Alternate History and the Three-Quarter Cross

Herein Lies a Proposal for Alternate Applications of the So-Named Butterfly Effect in Depicting Post-Point-of-Divergence Historical Figures, Drawing in Perspective from Studies of the Biological Sciences.

Part 1: Name your terms.


by Matt Perry

I first heard about the butterfly effect watching Jurassic Park. It did not, however, give an explanation that was sufficient to instruct a nine year old in the complexities of the concept, even after a fifth theater viewing. Although I gradually gained hints as to the term's significance by the usual cultural osmosis, it was only the discovery of this site's predecessor in 2003 that truly acquainted me with it. As I've gone through three complete cycles of contribution followed by lurking, I've watched the concept's use by board members mature and develop. Simultaneously, my own understanding of the term has changed dramatically. I want to introduce a concept I've had for some time in using "short-term" butterflies: The Three-Quarter Cross.

============================================================

According to the essay on alternate history, in what year did the writer discover the predecessor of the site?

============================================================

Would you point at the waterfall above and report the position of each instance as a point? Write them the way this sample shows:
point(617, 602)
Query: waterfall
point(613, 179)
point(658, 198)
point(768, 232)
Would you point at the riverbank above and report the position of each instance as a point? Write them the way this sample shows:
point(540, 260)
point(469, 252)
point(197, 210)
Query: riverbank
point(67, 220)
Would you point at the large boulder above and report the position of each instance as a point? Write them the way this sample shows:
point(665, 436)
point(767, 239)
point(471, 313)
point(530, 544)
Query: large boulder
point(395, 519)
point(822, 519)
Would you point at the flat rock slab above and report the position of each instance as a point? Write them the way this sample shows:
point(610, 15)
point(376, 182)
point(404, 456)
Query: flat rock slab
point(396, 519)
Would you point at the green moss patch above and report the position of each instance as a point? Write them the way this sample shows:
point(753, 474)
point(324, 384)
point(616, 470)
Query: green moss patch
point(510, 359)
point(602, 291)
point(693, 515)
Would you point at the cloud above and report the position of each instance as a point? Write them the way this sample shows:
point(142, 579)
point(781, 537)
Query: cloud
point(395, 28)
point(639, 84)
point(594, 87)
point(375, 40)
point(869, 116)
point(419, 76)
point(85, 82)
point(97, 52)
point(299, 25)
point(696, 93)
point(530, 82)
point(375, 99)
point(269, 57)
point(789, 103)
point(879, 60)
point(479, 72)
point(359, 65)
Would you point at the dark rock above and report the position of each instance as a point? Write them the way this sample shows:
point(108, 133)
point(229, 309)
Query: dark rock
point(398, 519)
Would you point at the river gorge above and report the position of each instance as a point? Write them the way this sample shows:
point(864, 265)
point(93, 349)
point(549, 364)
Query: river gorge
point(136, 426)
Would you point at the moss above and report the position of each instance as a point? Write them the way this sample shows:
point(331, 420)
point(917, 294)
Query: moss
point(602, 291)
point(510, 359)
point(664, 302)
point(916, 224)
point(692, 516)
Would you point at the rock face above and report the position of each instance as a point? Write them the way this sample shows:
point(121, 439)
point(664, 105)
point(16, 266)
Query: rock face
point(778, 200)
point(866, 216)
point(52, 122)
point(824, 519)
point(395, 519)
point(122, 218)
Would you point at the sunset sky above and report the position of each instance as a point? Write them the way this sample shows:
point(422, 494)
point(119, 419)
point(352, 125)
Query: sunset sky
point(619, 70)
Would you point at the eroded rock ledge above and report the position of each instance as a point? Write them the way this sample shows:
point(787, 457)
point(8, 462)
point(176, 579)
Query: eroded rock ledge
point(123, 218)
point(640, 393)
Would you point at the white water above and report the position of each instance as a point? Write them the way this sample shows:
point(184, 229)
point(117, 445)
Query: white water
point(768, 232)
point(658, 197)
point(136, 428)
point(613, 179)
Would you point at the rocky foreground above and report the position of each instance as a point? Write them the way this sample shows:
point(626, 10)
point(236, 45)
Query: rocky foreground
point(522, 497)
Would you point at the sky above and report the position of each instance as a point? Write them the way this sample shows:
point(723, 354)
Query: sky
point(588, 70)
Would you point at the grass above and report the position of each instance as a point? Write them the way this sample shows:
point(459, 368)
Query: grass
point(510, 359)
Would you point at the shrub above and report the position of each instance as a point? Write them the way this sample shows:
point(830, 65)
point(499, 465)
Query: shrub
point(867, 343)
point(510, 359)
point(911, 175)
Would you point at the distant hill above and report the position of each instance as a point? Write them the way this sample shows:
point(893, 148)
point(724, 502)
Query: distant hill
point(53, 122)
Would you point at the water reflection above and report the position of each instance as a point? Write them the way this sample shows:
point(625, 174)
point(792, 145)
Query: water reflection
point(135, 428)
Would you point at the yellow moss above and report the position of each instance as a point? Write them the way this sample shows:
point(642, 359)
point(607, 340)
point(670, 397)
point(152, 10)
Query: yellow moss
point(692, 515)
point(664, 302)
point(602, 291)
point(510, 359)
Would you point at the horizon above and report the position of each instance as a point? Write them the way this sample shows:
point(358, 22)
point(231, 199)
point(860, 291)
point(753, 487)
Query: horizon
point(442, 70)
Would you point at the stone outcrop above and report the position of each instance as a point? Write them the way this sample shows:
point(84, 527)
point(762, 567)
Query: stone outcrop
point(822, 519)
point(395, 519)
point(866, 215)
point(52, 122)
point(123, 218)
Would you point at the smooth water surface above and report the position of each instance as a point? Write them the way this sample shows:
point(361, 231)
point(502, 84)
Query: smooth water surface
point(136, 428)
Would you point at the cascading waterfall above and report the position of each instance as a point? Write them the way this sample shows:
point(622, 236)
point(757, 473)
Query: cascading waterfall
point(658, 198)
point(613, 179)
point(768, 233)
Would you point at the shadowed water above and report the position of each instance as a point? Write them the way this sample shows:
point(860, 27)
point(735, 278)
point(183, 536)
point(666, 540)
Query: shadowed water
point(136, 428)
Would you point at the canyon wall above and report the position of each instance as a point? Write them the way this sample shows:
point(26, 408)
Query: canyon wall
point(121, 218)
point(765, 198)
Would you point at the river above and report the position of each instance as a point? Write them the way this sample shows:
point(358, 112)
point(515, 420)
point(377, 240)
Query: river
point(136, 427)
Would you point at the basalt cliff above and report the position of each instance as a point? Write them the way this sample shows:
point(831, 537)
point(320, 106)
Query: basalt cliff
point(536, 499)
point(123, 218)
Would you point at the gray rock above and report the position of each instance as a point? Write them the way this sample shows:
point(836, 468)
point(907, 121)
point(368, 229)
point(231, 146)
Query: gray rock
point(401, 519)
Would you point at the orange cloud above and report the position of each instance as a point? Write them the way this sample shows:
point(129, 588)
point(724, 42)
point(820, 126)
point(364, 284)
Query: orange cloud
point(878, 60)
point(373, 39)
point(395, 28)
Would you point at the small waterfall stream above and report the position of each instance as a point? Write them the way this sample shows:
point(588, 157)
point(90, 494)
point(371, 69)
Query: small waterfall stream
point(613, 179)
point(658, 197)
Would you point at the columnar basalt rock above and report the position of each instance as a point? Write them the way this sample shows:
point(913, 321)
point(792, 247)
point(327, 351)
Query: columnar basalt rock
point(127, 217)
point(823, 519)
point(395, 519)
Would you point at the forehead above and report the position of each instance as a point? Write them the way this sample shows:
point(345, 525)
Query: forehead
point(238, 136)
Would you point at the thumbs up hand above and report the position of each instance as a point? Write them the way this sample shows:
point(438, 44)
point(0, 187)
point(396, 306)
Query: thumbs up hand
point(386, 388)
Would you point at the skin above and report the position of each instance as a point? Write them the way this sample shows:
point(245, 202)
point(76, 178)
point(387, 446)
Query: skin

============================================================

ANSWER SPACE:
2003